» What you need to do
(1) List every place name that appears in the passage about the hammam visit.
(2) In the passage about the hammam visit, where were the three bearded men from?
(3) Write out the passage about the hammam visit between "The first port" and "threatened by them.", inclusive.

» Passage given
════════════════════
The first port of call is the sauna. We were sitting in here when three large bearded men entered. One of them started to say "Hezbollah, kwayyis (good)", and gesticulating that Israel is bad and must be destroyed. They were Lebanese. From Baalbek, oddly enough (I would never have guessed that!), they had come over specially for the hammam - I gather there are none in working order in the Lebanon. One of the guys spoke a little English, and explained that the big guy likes a joke, that’s all. Still, sense of humour or none, I wouldn’t like to mess with him. They seemed friendly enough, though, and not in any way anti-western, so at no point did we feel threatened by them.
════════════════════
[Coordinate annotation entries]
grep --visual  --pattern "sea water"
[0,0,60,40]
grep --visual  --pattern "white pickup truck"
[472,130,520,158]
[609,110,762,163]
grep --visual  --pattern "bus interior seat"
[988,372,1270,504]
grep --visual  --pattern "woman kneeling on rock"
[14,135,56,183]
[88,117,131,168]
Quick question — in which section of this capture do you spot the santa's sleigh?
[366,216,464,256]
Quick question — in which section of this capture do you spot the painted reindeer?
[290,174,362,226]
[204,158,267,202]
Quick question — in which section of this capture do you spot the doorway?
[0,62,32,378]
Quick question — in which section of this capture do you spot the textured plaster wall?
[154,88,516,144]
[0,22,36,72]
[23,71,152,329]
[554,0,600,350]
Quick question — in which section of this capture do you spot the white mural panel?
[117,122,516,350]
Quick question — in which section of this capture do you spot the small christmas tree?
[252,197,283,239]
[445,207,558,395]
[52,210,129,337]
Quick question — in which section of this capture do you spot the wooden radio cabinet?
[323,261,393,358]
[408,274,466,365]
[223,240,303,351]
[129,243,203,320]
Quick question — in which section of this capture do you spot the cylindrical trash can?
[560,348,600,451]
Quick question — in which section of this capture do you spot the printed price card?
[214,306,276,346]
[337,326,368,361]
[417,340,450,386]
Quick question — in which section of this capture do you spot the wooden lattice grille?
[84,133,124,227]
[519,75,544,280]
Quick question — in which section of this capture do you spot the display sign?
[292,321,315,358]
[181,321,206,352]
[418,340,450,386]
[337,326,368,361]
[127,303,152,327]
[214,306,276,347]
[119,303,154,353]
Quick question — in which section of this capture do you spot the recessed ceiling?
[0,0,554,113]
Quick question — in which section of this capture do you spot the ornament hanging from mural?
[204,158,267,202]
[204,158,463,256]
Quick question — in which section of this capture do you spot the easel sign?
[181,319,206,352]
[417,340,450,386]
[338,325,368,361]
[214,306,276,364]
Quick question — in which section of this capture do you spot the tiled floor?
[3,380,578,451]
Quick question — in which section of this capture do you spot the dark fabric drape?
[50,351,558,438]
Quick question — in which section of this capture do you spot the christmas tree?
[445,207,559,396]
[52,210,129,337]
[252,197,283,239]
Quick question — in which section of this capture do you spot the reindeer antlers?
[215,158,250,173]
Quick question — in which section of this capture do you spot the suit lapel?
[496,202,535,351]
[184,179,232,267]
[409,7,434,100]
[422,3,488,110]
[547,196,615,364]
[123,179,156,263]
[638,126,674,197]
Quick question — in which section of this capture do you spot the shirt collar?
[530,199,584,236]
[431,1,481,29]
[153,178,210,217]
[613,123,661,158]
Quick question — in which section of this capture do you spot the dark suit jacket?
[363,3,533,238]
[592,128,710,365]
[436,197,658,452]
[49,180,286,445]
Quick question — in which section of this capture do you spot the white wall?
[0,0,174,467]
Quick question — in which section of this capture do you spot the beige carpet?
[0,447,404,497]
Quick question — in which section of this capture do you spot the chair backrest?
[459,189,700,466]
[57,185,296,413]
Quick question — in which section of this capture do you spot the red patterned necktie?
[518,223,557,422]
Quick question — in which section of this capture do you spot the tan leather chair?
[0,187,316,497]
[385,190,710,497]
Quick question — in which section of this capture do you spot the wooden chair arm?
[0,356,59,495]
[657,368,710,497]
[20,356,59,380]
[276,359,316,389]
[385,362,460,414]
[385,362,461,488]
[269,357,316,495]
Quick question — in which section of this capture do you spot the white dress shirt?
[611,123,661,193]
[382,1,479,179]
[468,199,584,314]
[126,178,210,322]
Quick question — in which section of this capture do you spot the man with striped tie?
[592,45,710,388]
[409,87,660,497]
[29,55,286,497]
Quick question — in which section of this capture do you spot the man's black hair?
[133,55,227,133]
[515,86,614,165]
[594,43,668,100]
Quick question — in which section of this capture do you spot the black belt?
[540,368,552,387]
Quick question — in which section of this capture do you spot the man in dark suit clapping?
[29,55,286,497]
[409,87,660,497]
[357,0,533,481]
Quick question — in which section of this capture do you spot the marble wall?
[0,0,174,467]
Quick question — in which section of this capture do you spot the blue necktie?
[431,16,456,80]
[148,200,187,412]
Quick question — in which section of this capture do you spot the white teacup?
════════════════════
» Expected results
(1) Israel, Baalbek, the Lebanon

(2) They were Lebanese, from Baalbek.

(3)
The first port of call is the sauna. We were sitting in here when three large bearded men entered. One of them started to say "Hezbollah, kwayyis (good)", and gesticulating that Israel is bad and must be destroyed. They were Lebanese. From Baalbek, oddly enough (I would never have guessed that!), they had come over specially for the hammam - I gather there are none in working order in the Lebanon. One of the guys spoke a little English, and explained that the big guy likes a joke, that’s all. Still, sense of humour or none, I wouldn’t like to mess with him. They seemed friendly enough, though, and not in any way anti-western, so at no point did we feel threatened by them.